* Exercise data *
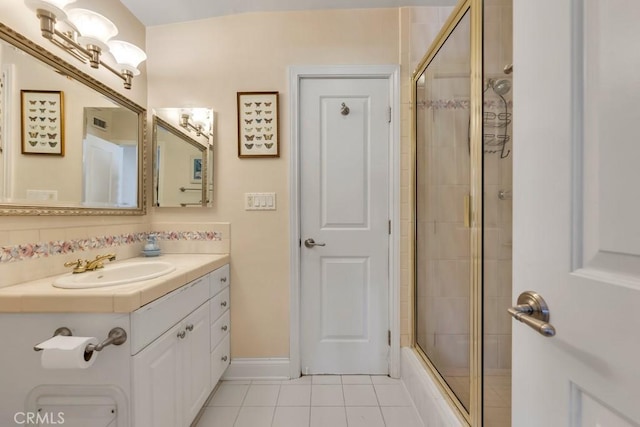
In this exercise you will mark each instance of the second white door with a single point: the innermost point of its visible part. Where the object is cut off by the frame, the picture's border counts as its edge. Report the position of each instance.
(344, 194)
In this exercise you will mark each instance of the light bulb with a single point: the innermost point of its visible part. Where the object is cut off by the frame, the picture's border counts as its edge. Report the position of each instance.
(94, 28)
(127, 55)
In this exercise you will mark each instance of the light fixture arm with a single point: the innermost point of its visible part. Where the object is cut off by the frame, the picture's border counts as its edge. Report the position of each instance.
(185, 123)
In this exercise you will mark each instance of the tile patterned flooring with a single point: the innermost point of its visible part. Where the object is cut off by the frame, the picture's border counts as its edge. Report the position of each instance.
(312, 401)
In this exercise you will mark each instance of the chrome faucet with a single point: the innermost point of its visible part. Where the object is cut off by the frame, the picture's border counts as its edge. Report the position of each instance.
(99, 262)
(80, 266)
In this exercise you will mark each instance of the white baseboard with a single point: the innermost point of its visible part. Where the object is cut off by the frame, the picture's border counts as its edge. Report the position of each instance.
(432, 406)
(257, 369)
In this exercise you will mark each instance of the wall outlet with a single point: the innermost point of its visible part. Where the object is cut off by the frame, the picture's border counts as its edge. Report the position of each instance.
(260, 201)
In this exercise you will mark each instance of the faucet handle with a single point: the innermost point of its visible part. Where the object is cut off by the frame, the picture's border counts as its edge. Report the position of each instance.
(79, 266)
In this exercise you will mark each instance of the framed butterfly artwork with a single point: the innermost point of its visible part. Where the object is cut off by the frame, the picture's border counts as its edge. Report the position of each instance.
(258, 130)
(42, 122)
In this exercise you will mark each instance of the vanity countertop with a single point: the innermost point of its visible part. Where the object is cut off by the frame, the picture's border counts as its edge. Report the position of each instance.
(40, 296)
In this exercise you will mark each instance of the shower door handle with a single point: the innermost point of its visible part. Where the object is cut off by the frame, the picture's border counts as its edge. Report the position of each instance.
(309, 243)
(532, 310)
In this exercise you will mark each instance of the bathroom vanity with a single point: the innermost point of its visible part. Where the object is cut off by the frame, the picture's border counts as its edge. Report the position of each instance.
(177, 347)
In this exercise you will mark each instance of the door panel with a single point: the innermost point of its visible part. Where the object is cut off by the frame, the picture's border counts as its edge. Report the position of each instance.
(344, 206)
(575, 192)
(344, 298)
(345, 164)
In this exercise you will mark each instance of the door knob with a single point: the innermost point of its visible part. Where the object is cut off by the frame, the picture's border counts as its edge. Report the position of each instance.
(311, 243)
(532, 310)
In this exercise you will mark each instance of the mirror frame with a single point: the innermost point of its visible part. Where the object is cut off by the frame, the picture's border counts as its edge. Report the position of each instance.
(38, 52)
(186, 138)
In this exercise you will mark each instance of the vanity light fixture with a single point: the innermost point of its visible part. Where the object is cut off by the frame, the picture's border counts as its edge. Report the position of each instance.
(197, 125)
(88, 36)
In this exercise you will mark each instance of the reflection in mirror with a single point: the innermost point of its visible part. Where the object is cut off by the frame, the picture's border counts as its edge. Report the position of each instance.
(99, 169)
(182, 157)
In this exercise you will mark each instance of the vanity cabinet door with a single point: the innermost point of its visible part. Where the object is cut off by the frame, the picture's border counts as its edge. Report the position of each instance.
(157, 382)
(196, 364)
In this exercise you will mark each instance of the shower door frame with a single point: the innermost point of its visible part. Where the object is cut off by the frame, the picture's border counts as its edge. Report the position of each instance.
(474, 416)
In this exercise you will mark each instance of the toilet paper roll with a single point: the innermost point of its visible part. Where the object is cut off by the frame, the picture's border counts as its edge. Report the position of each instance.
(64, 352)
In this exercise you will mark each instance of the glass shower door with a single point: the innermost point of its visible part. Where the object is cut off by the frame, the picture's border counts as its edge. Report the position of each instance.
(442, 251)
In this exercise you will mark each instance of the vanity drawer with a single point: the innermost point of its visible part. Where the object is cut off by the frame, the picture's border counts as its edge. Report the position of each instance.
(220, 279)
(220, 358)
(219, 329)
(152, 320)
(219, 304)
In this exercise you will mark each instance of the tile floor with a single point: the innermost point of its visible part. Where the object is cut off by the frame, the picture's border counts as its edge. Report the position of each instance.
(312, 401)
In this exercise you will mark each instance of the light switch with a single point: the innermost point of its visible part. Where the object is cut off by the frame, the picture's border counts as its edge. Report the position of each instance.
(260, 201)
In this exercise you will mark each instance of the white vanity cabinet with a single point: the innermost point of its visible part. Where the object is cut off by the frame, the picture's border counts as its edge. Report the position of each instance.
(173, 369)
(220, 323)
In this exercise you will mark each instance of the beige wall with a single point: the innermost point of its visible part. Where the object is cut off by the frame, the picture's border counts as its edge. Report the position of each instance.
(204, 64)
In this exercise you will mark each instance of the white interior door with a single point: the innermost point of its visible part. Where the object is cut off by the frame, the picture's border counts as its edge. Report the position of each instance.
(575, 205)
(344, 198)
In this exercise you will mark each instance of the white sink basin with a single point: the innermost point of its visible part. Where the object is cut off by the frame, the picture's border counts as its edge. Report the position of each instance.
(117, 274)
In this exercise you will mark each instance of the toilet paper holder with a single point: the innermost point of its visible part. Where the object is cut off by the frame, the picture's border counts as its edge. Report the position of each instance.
(117, 336)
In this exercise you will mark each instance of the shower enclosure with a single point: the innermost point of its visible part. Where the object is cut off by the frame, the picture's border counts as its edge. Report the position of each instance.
(463, 150)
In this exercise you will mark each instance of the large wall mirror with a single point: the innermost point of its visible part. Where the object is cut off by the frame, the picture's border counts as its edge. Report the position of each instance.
(69, 145)
(182, 157)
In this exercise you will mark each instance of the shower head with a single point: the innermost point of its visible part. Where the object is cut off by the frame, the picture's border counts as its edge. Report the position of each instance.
(501, 87)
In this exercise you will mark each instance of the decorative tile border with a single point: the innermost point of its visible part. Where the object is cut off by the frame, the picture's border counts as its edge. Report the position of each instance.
(464, 104)
(61, 247)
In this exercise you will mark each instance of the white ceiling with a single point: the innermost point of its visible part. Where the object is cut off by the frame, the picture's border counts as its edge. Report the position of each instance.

* What you will do *
The copy you produce must repeat all the entries exactly and contain no pictures.

* Solution for this problem *
In this exercise you will mark each instance of the second white door with a single point: the innermost point of its visible part. Where the object is cut off by the frame, the picture's border counts as its edge. Report the position of each instance.
(344, 194)
In this exercise you will mark each instance of the light bulb with a single point: the innermost point of its visible part. Where the object is cut off by the frame, the picture's border counts as its edge. Report the position of each instance.
(94, 28)
(127, 55)
In this exercise you will mark each instance of the light fixture arm with a single point: the innermost point of its visible part. Where the object is cut off by the frame, the picture's border counts as its edge. Report the position of each instance.
(185, 123)
In this exercise you will mark each instance of the tile patterned flooring with a single point: the innermost point of its visible part. Where the object is cut off by the frame, the picture's border counts as its edge. Report the position of each instance.
(312, 401)
In this exercise you will mark each instance of the chrome faucet with a single point: the innermost point of its visible part. Where the object is cut off by the frame, the picture's border counts as its edge. Report the position of each instance.
(99, 262)
(80, 266)
In this exercise you will mark each instance of the white baseboard with a single point: the innermost point of its visible part. Where the object is cut off by the frame, the picture's border counts as its edge. Report the position of each instance.
(432, 406)
(257, 369)
In this exercise you will mark each instance of the wall outlet with a single point: the innermost point of its visible part. Where the object is cut off by the frame, the picture's border counts as its edge. Report the position of each instance.
(260, 201)
In this exercise you will mark each instance of the faucet handle with a single point: the innermost point of its visible part. Where the object is cut off by the frame, the picture's border counts as its edge. Report the position of each instance.
(79, 266)
In this exercise you will mark each instance of the framed butterfly artwork with a single point: the innermost point of its visible part. Where the object is cut off by the frame, the picture's border counts as its edge. Report the position of each instance.
(258, 130)
(42, 122)
In this exercise you will mark each instance of the vanity countertop with a single point: the innermost point of its visible part. Where the object is cut off by the frame, the picture's border counts as its edge. Report the position of each instance.
(40, 296)
In this exercise you will mark each instance of the shower door handle with a single point: the innermost point of its visible part. Where the object is cut off by the frame, the picture's border counts as its edge. Report the position of each instance.
(309, 243)
(532, 310)
In this exercise you will mark each instance of the bathroom vanity with a single point: the innermost point of its visible part. Where the object is cut off by the frame, the picture's border counts as its edge. Report the position of each instance.
(177, 347)
In this exercise you will mark each instance of the door panel with a single point: the innermost point of its visible part. Where the object is cut off by the frame, the picture's border counts as its edge. Report the position of each instance.
(344, 206)
(575, 192)
(344, 298)
(345, 164)
In this exercise you will mark each instance of the door knob with a single point: the innermost point of its visible part. Where the object is cut off by the frame, the picture's border counts as its edge. Report the position of each instance.
(311, 243)
(532, 310)
In this exercise you will mark each instance of the mirror frame with a single point: the innermost point of its visible part. Where the object is cut off by the frame, the picture's border counts as its edge. Report the position of each instance.
(38, 52)
(186, 138)
In this exercise you will mark each instance of the vanity light fixture with a single point: the innermost point of its visible part. Where the object is cut off by the frame, the picture's border counts as its edge. Report the position of each instance.
(197, 125)
(88, 36)
In this exercise you will mark each instance of the reflection in mirror with a single point: the innermost point of its visible part. Where the object is cut off by the frame, the picture's border counts as its edge. Report the position of each instance.
(99, 169)
(182, 157)
In this exercise you will mark each instance of the vanity cabinet door with a single point: the innermost point of its visible part. Where the object is cut off by the frame, the picture's border counts as its edge. Report the position of each instance.
(157, 382)
(196, 364)
In this exercise you will mark each instance of the shower door frame with a single point: the innermost point of its visible part. Where the object is cut off by the frame, the picture's border counts as its edge. Report the position of each instance.
(474, 416)
In this exercise you will mark each instance of the toilet paper roll with a single point: the innermost point of its visible part. Where the object is cut off by the frame, the picture's border counts as its edge. Report the position of each instance.
(64, 352)
In this exercise you will mark each instance of the glass shower door with a single point: the innermost point of its visible part. Where the object is cut off by the frame, the picture's border counts as its edge. Report the position of each instance.
(442, 251)
In this exercise you will mark each instance of the vanity drawer with a single point: the innermost point of its visible part. Where the object is cut off by the frame, the picture's border counts as its edge. Report the position of each instance.
(220, 279)
(220, 358)
(219, 329)
(152, 320)
(219, 304)
In this exercise you will mark each instance of the tile floor with a single point: the innermost point of its visible part. Where the object is cut off by the frame, the picture's border counts as its edge. Report the position of each instance.
(312, 401)
In this exercise you will mark each instance of the light switch with a single point: the innermost point of its visible part. Where the object is cut off by the frame, the picture's border counts as its edge. Report the position of each instance.
(260, 201)
In this exercise you will mark each instance of the white vanity cabinet with a single point: the innermost point of its visible part. Where the object is cut off by the frame, the picture's border counts as its edge. Report the position of each instance.
(173, 369)
(220, 323)
In this exercise you will mark each instance of the beige wall with a single point: the innermost point of its visible part. Where the object is cut off by the frame, the picture's border counts as its edge. Report the position of each instance.
(204, 64)
In this exercise you will mark each instance of the white interior door with a single point: the innermost point of its visible part. Where the object is cut off by the frame, the picture's border counts as its edge. Report the position of each instance.
(575, 205)
(344, 198)
In this exercise you will mark each instance of the white sink basin with a single point: the innermost point of its visible part. Where the object is cut off by the frame, the picture's border counts as its edge. Report the position of each instance.
(117, 274)
In this exercise you will mark each instance of the toilet paper holder with a single point: the innermost point of its visible part. Where the object is cut off by the frame, the picture's border counts as its edge. Report the position of each instance.
(117, 336)
In this exercise you will mark each instance of the shower enclosure with a single point: the innermost point of its visible part. Where the object is cut off by the frame, the picture's border counts as its edge. Report the position of each instance.
(463, 150)
In this exercise you will mark each instance of the large wall mirror with a single point: the innermost point of its visible part. Where the object is cut off by the frame, the picture's border counts as its edge. Report the position of each instance.
(69, 145)
(182, 157)
In this exercise you will mark each instance of the shower head with a single point: the innermost point of its visible part. Where the object is cut off by the frame, the picture's border counts as its edge. Report the position of each instance.
(501, 87)
In this exercise you will mark each instance of the decorative tile border with a single point: the innermost point of its visible part. Where the object is cut off by the frame, the picture's border counts as its edge. Report the position of each instance.
(464, 104)
(61, 247)
In this exercise you will mark each instance of the white ceiling with a single point: the innermost point of its visible part. Where the object is cut off by the frame, the picture's border counts as its edge. Report the position of each instance.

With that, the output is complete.